TASK REQUIREMENTS:
Copy out all the records exactly.

--- START ---

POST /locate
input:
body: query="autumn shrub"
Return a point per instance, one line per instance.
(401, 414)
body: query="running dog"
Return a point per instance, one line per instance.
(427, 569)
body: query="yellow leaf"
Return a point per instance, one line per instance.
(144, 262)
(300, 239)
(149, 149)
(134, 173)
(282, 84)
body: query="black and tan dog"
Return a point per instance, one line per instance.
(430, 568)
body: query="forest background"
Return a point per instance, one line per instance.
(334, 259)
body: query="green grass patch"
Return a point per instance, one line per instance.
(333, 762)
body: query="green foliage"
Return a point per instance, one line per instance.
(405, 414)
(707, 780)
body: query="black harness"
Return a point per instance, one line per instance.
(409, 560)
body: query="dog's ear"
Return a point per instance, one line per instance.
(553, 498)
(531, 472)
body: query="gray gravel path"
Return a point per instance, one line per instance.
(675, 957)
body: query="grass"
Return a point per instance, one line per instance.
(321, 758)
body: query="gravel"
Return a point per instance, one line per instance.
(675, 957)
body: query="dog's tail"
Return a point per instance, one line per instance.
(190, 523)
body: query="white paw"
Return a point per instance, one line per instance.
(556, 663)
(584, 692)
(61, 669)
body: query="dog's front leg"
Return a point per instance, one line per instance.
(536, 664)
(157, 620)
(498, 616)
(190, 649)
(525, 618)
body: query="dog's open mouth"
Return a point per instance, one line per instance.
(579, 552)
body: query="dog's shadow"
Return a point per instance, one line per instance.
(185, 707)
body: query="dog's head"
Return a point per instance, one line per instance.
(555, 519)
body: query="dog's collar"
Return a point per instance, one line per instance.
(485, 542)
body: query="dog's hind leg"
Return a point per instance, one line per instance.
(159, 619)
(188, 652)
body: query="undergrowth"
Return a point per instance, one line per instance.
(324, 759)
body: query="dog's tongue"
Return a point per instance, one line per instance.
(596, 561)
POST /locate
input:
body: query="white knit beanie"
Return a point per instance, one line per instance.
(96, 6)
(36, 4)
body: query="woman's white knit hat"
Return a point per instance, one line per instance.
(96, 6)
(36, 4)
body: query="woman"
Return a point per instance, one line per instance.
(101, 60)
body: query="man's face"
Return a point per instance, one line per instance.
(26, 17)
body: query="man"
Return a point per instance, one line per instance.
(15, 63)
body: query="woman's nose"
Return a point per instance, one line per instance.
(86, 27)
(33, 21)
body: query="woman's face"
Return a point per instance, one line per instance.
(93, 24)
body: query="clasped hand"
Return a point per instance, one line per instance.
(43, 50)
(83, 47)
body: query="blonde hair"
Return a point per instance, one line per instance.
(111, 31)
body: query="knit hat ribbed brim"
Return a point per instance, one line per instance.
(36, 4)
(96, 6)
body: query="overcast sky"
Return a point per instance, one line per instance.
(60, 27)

--- END ---

RESPONSE:
POST /locate
input:
body: query="autumn shrub"
Return a point per instance, one line per instance.
(401, 414)
body: query="running dog"
Return a point per instance, one line per instance.
(427, 569)
body: query="yellow leaf"
Return a point per instance, one line per instance.
(144, 262)
(300, 239)
(149, 149)
(134, 173)
(282, 84)
body: query="black and tan dog"
Return a point per instance, one line per instance.
(430, 568)
body: query="forest background"
Return a point per instance, one line per instance.
(334, 259)
body: query="green grass patch"
Return a point per instance, one line per instance.
(333, 762)
body: query="green foliage"
Return a point per instance, one line per instance.
(405, 414)
(707, 780)
body: query="black harness"
Return a point per instance, one line per instance.
(409, 560)
body: query="dog's ear"
Return a point per instance, one line per instance.
(553, 498)
(531, 472)
body: query="gray gravel path"
Return a point per instance, one line per instance.
(675, 957)
body: query="grass"
Return a point per instance, one line per instance.
(321, 758)
body: query="gravel"
Return a point per instance, one line per instance.
(675, 957)
body: query="dog's tail"
Return a point per instance, one line per instance.
(190, 523)
body: query="white paw"
Return a point per instance, one line per instance.
(556, 663)
(584, 692)
(61, 669)
body: query="dog's front leg"
Return a point per instance, one line per instance.
(536, 664)
(157, 620)
(498, 616)
(190, 649)
(525, 618)
body: query="dog's open mouth"
Return a point per instance, one line per instance.
(579, 552)
body: query="dog's shadow"
Return a point per instance, one line per instance.
(185, 707)
body: query="dog's head"
Return a point per instance, one line per instance.
(555, 519)
body: query="dog's collar"
Return a point per instance, one line per instance.
(485, 542)
body: query="dog's hind leg"
Return a point per instance, one line per instance.
(159, 619)
(188, 652)
body: query="undergrowth"
Return a point per instance, one line per instance.
(324, 759)
body: query="dog's tongue"
Return a point per instance, one line per instance.
(596, 561)
POST /locate
input:
body: query="white knit beanie"
Return a point per instance, one line per instance.
(96, 6)
(36, 4)
body: query="woman's white knit hat"
Return a point per instance, one line per instance.
(96, 6)
(36, 4)
body: query="woman"
Return a point per instance, one line per instance.
(101, 60)
body: query="man's face"
Return a point per instance, one line per instance.
(26, 17)
body: query="man"
Return a point per instance, one line per instance.
(15, 63)
body: query="woman's nose"
Return a point per instance, one line per instance.
(86, 27)
(33, 21)
body: query="woman's face"
Return a point per instance, one line per instance.
(93, 24)
body: query="clasped hand"
Return a point per instance, one line per instance.
(43, 50)
(83, 47)
body: query="blonde hair"
Return a point per instance, one line per instance.
(111, 31)
body: query="knit hat ribbed brim"
Return a point per instance, one line per instance.
(36, 4)
(96, 6)
body: query="overcast sky"
Return a point per instance, one line per instance.
(60, 27)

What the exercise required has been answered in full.